● The problem:
Give back every entry in full, exactly as it reads.

(Collection entries)
|---|

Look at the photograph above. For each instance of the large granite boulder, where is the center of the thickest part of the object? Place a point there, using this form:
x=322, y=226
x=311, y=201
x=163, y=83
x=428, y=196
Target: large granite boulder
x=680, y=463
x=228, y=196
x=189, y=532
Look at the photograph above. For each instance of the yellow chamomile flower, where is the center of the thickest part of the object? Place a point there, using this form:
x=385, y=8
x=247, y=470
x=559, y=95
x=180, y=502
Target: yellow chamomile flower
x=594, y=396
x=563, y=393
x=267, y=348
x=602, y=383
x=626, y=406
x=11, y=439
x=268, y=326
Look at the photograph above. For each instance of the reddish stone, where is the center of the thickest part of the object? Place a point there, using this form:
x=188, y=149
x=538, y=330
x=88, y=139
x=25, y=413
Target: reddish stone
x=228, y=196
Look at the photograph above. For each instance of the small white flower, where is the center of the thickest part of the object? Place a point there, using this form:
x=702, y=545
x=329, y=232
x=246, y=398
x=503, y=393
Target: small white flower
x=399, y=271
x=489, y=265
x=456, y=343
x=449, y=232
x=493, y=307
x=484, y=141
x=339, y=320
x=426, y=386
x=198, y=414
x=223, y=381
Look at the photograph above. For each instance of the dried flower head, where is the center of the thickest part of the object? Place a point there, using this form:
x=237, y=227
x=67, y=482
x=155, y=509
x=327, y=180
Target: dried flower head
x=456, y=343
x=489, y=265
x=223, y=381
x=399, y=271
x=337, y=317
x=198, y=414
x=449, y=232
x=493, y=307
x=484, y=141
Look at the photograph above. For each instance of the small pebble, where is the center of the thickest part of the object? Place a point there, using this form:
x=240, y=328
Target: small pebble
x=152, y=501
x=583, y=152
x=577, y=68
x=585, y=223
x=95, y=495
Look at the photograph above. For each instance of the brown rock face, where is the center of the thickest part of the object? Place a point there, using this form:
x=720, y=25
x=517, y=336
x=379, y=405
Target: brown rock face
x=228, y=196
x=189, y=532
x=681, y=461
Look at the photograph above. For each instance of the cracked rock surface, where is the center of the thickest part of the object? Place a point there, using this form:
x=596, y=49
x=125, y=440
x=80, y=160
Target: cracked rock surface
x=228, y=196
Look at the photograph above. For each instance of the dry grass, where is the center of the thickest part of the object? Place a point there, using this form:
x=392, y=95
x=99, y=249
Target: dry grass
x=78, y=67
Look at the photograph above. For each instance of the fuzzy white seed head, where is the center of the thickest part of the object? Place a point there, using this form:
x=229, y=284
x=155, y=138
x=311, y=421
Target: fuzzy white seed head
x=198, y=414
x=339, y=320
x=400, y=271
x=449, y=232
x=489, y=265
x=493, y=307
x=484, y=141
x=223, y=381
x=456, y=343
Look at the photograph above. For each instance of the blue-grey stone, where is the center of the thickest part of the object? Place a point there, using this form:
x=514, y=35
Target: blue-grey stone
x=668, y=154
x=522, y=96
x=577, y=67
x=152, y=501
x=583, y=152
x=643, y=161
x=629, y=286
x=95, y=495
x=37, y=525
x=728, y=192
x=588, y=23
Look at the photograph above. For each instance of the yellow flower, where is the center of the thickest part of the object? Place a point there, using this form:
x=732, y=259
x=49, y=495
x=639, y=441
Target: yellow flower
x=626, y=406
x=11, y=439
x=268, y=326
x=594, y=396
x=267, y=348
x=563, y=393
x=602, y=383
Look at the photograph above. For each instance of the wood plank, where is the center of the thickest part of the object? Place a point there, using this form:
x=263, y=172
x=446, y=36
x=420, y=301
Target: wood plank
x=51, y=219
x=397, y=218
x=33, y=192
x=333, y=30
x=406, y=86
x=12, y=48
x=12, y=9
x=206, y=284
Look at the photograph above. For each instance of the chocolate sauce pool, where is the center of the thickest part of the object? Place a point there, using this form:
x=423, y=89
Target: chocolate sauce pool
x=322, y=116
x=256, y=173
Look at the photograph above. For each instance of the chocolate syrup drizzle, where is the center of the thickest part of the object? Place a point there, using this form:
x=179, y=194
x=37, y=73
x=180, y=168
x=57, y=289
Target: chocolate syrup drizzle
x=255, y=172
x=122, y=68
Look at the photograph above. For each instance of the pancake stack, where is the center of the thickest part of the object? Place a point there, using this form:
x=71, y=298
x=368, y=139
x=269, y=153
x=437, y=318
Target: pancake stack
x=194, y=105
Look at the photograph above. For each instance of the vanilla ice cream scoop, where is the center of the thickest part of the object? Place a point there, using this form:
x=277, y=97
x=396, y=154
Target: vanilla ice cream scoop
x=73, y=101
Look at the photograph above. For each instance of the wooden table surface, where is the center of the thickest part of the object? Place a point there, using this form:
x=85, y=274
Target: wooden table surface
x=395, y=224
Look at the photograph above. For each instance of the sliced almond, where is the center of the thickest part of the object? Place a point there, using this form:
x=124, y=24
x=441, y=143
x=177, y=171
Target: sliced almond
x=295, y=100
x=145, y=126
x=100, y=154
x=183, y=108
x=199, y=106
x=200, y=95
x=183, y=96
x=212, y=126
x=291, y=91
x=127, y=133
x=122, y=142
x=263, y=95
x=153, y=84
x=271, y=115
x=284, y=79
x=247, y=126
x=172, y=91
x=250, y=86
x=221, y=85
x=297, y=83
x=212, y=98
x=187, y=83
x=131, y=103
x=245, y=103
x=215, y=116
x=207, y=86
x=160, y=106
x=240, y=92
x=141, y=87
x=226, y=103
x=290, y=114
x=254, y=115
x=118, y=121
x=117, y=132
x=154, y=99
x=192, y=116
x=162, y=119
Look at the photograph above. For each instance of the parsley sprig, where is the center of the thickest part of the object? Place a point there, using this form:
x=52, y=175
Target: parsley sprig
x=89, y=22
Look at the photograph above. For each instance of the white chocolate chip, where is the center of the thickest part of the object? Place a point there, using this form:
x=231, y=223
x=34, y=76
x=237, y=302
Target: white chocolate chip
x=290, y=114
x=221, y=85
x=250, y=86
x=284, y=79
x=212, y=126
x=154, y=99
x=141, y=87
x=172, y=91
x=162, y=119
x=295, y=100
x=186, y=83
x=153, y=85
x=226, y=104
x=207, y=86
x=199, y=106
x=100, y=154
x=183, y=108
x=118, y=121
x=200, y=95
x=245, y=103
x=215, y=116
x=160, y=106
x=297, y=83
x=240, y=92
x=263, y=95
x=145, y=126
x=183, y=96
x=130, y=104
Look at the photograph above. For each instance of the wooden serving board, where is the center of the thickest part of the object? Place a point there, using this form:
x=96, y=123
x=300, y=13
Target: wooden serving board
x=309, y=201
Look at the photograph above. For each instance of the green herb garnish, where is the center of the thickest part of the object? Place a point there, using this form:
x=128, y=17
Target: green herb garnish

|---|

● Output of the task:
Look at the photograph above. For each instance of the large granite boulder, where is the center of the thickest part of the object? Place a point there, using this form:
x=322, y=226
x=311, y=201
x=163, y=83
x=428, y=196
Target: large granite boulder
x=680, y=463
x=228, y=196
x=189, y=532
Look at the photograph above. For each instance of the yellow chamomile flower, where is the center of the thickest part of the object? Place a point there, using this form:
x=385, y=8
x=247, y=470
x=559, y=95
x=180, y=502
Target: yellow chamomile flower
x=594, y=396
x=563, y=393
x=267, y=348
x=602, y=383
x=626, y=406
x=11, y=439
x=268, y=326
Look at the photograph above. For each instance of the reddish stone, where is the center of the thickest part of the object? Place a point there, using this form:
x=188, y=149
x=538, y=330
x=88, y=139
x=25, y=413
Target: reddish stone
x=228, y=196
Look at the photograph above. For each instance of the small white flower, where is the center of the thickest part of the object? Place a point there, using this form:
x=702, y=545
x=329, y=232
x=246, y=398
x=503, y=393
Target: small white flower
x=399, y=271
x=489, y=265
x=456, y=343
x=449, y=232
x=493, y=307
x=484, y=141
x=339, y=320
x=426, y=386
x=198, y=414
x=223, y=381
Look at the photograph above. For each instance of the dried flower head, where is the center of the thickest part of the object? Place a point there, using this form:
x=237, y=227
x=67, y=482
x=155, y=509
x=327, y=180
Target: dried flower head
x=456, y=343
x=489, y=265
x=223, y=381
x=399, y=271
x=337, y=317
x=198, y=414
x=449, y=232
x=493, y=307
x=484, y=141
Look at the photograph above. For each instance of the small pebble, where is the center of the thickest part of the object? Place a point there, using this form:
x=240, y=328
Target: small pebble
x=152, y=501
x=583, y=152
x=577, y=68
x=585, y=223
x=95, y=495
Look at the photograph above. For each instance of the brown rock face, where is the center of the thickest part of the object? Place a point there, using this form:
x=720, y=25
x=517, y=336
x=379, y=405
Target: brown rock face
x=228, y=196
x=189, y=532
x=681, y=461
Look at the photograph above. For each instance of the cracked rock surface, where is the center of the thickest part of the object? Place a point there, using this form:
x=596, y=49
x=125, y=440
x=80, y=160
Target: cracked rock surface
x=228, y=196
Look at the photograph above. For each instance of the dry grass, where is the center of the thickest part of the object? Place a point there, using this form:
x=392, y=95
x=99, y=249
Target: dry grass
x=78, y=67
Look at the photograph above. For each instance of the fuzzy white seed head, where is the center of the thickest part of the object? Place a point there, using this form:
x=229, y=284
x=155, y=138
x=311, y=421
Target: fuzzy white seed head
x=198, y=414
x=339, y=320
x=400, y=271
x=449, y=232
x=489, y=265
x=493, y=307
x=484, y=141
x=223, y=381
x=456, y=343
Look at the photograph above. For each instance of the blue-grey stone, where is the center of the thickest part of the object? Place a point there, using this form:
x=514, y=35
Target: blue-grey stone
x=668, y=154
x=522, y=96
x=577, y=67
x=152, y=501
x=583, y=152
x=643, y=161
x=629, y=286
x=95, y=495
x=37, y=525
x=728, y=192
x=588, y=23
Look at the photograph above. For each instance of the yellow flower, where is the center of the thickest part of the object? Place a point there, using this form:
x=732, y=259
x=49, y=495
x=639, y=441
Target: yellow flower
x=626, y=406
x=11, y=439
x=268, y=326
x=594, y=396
x=267, y=348
x=563, y=393
x=602, y=383
Look at the photograph above. For each instance of the wood plank, where is the center of the thickest part of the object? Place a point there, using this form:
x=263, y=172
x=446, y=36
x=420, y=301
Target: wood plank
x=51, y=219
x=397, y=218
x=33, y=192
x=333, y=30
x=406, y=86
x=12, y=48
x=12, y=9
x=206, y=284
Look at the photograph above. For each instance of the chocolate sauce pool, where is the center of the thickest part of the object? Place a point there, using this form:
x=423, y=89
Target: chocolate sauce pool
x=322, y=116
x=256, y=173
Look at the photograph above. For each instance of the chocolate syrup drizzle, where is the center of the thickest part of the object? Place a point there, using this form:
x=179, y=194
x=37, y=73
x=180, y=168
x=57, y=289
Target: chocolate syrup drizzle
x=255, y=172
x=122, y=68
Look at the photograph above. For each instance of the pancake stack, where is the center of the thickest part of the object? Place a point there, using this form:
x=71, y=298
x=368, y=139
x=269, y=153
x=437, y=318
Target: pancake stack
x=194, y=105
Look at the photograph above. For each instance of the vanilla ice cream scoop, where is the center of the thickest part of the object? Place a point there, using this form:
x=277, y=97
x=396, y=154
Target: vanilla ice cream scoop
x=73, y=101
Look at the photograph above. For each instance of the wooden table surface, where is the center of the thickest part of the object? Place a point there, using this form:
x=85, y=274
Target: wooden table surface
x=395, y=224
Look at the photograph above. For each instance of the sliced almond, where is the center of the thickest part of the object? Place a point there, using this form:
x=124, y=24
x=441, y=143
x=177, y=171
Target: sliced almond
x=295, y=100
x=145, y=126
x=100, y=154
x=183, y=108
x=199, y=106
x=200, y=95
x=183, y=96
x=212, y=126
x=291, y=91
x=127, y=133
x=122, y=142
x=263, y=95
x=153, y=84
x=271, y=115
x=284, y=79
x=247, y=126
x=172, y=91
x=250, y=86
x=221, y=85
x=297, y=83
x=212, y=98
x=187, y=83
x=131, y=103
x=245, y=103
x=215, y=116
x=207, y=86
x=160, y=106
x=240, y=92
x=141, y=87
x=226, y=103
x=290, y=114
x=254, y=115
x=118, y=121
x=117, y=132
x=154, y=99
x=192, y=116
x=162, y=119
Look at the photograph above. For each instance of the parsley sprig, where is the center of the thickest part of the object? Place a point there, using this form:
x=52, y=175
Target: parsley sprig
x=89, y=22
Look at the photograph above. For each instance of the white chocolate chip, where is the center of the thickest part of the object? Place a point there, using this form:
x=231, y=223
x=34, y=76
x=237, y=302
Target: white chocolate chip
x=290, y=114
x=221, y=85
x=250, y=86
x=284, y=79
x=212, y=126
x=154, y=99
x=141, y=87
x=172, y=91
x=162, y=119
x=295, y=100
x=186, y=83
x=153, y=85
x=226, y=104
x=207, y=86
x=199, y=106
x=100, y=154
x=183, y=108
x=118, y=121
x=200, y=95
x=245, y=103
x=215, y=116
x=160, y=106
x=297, y=83
x=240, y=92
x=263, y=95
x=145, y=126
x=183, y=96
x=130, y=104
Look at the photograph above. For each instance of the wooden serving board, where is the center of the thickest part of the object? Place a point there, using this form:
x=96, y=123
x=300, y=13
Target: wooden serving board
x=309, y=201
Look at the photograph above. For each instance of the green herb garnish, where is the center of the thickest part of the object? Place a point there, using this form:
x=128, y=17
Target: green herb garnish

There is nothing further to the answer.